**Text excerpt**

::::::::

Almost from the inception of the COVID-19 pandemic, it has been obvious to me that some combination of stress, uncertainty, fear and anger (choose one of them, or all) in reaction to the public health emergency has acted as a truth serum.
What you were before, you remain -- but more so, enhanced, and in many cases, more obnoxious than ever before. If you were incapable of rational thought in February ... well, you know. Logic probably hasn't taken root since then.
I'm not backing away from this assessment.
However, it is equally obvious to me that it might be helpful to consider all this a bit more charitably, seeing as there's the genuine possibility of otherwise functional folks just plain freaking out amid these conditions. After all, the mental health professionals have been talking about it since the pandemic began.
Because, speaking personally, it appears that my lifelong phobia about using the telephone has gotten worse during COVID-19. It's embarrassing, but yes, I have a phone phobia, and it has been with me for a very long time.
How to Know If You Have a Phone Phobia, by Arlin Cuncic (Verywell)
Phone anxiety is a common fear among those with social anxiety disorder (SAD). Many people may not like talking on the phone, or may even have a "phone fear." But when your hesitance to make and receive calls causes you to experience symptoms such as severe anxiety, shortness of breath, or a racing heart, you may actually have phone phobia.
Overview
Those who do not have SAD may be afraid to use the phone. They may be more comfortable in direct social interactions, perhaps due to the fact that face-to-face settings allow them to be able to read non-verbal cues, like facial expressions.
However, those with SAD obviously suffer from the opposite. If you are dealing with this condition, a phone fear may reflect issues you are dealing with regarding interaction with others in general.
Symptoms
If you feel extreme anxiety before or after interacting over the phone, you may indeed have a phobia. Some emotional symptoms of phone anxiety may include:
- Avoid making calls or having others call you
- Delay in making or answering phone calls
- Obsess about what was said after calls
- Stress about embarrassing yourself
- Worry about bothering the other person
- Worry about what you will say
Physical symptoms of phone anxiety may include:
- Increased heart rate
- Nausea
- Shaking
- Trouble concentrating
The fear of making and receiving phone calls can be disruptive to both your personal and professional lives. It is important to take phone anxiety seriously. Although answering the phone and making calls may seem like a simple task that everyone should be able to do, if you suffer from phone phobia, the anxiety can be terrifying and real.
Yep.

::::::::

**Entries shown**
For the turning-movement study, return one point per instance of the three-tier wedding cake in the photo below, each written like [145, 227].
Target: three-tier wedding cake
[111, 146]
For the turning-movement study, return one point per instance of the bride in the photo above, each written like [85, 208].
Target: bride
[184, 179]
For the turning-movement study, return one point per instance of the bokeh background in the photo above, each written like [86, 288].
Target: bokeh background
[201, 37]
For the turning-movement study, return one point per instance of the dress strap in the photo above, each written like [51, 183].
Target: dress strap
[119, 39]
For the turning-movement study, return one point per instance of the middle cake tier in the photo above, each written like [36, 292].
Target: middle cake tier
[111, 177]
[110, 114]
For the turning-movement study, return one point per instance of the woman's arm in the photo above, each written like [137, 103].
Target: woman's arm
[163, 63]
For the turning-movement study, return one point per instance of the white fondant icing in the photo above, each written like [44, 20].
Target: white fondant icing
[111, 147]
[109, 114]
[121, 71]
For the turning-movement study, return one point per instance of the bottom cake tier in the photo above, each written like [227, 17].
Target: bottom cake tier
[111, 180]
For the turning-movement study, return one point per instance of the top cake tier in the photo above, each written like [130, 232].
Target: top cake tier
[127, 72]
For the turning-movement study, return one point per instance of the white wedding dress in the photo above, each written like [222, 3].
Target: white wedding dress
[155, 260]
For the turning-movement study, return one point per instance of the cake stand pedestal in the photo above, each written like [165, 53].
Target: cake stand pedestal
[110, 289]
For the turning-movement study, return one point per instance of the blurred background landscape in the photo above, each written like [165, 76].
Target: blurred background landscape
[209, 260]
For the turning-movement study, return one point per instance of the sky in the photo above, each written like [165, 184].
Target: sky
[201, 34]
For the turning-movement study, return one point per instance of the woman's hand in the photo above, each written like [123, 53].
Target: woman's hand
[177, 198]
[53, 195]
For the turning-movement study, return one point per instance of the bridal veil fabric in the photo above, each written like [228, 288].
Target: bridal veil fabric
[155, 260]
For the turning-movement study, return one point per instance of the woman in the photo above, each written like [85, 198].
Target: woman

::::::::

**Problem details**
Continue the personal essay about phone phobia during the pandemic, picking up after its last line, "Yep."

**Answer box**
Five of the six emotional symptoms and three of four physical symptoms apply to me, not every time I'm compelled to use the phone, but primarily when I must call a stranger or someone I don't know altogether well. I can answer the phone just fine. I can call a restaurant and ask for business hours. But I can't just dial up someone with whom I'm not already acquainted.
It's crippling.
That's why the digital era has been so good for me. Texts, messaging and e-mail have enabled me to avoid the phone, or at the very least, to make contact before calling. This helps considerably. I prefer writing, anyway, because I trust my ability to get it right with the written word.
Like an illiterate person who concocts dozens of work-arounds to cope with being unable to read, I've devised all sorts of ways to avoid a "cold" phone call.
Usually one of these works. Last week the exception to the rule arrived in the form of a person who doesn't use other modern forms of communication. Maybe he has a phobia about THEM. I had to call him, and I failed to call. Still haven't. Can't bring myself to do it.
This great revelation was confided to my wife the social worker, who merely shrugged and replied with deadly accuracy, "do you think"? She believes my phone phobia is a legacy of the speech impediment (and accompanying self-loathing) that I brought with me to grade school, where I had to leave class regularly for speech therapy.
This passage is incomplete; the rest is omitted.